== Task to complete ==
Quote all lines below exactly. Images stay out.

Material provided Block Start

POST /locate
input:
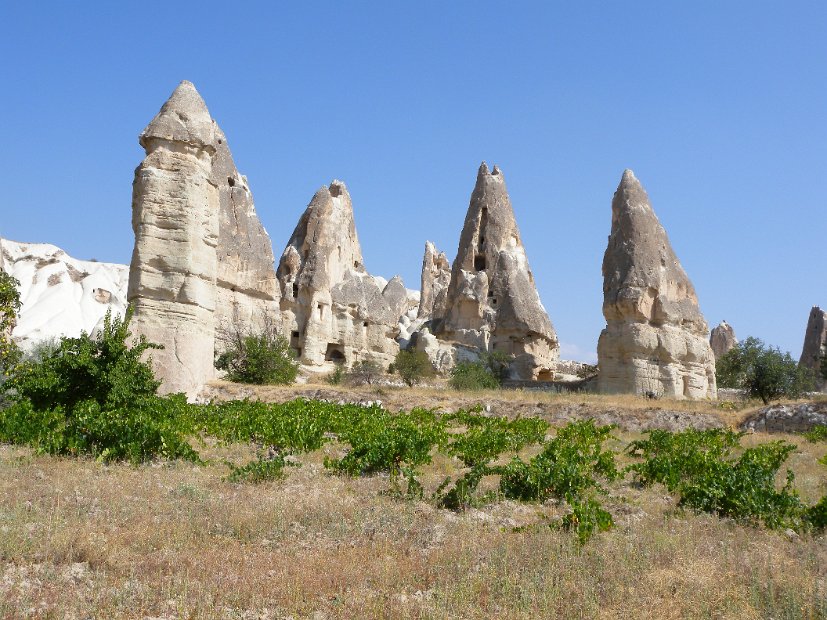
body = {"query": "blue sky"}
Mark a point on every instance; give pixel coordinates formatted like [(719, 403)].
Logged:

Material provided Block End

== Exercise response ==
POST /locate
input:
body = {"query": "blue sky"}
Mark a point on every instance; give pixel coordinates formatted like [(719, 403)].
Logged:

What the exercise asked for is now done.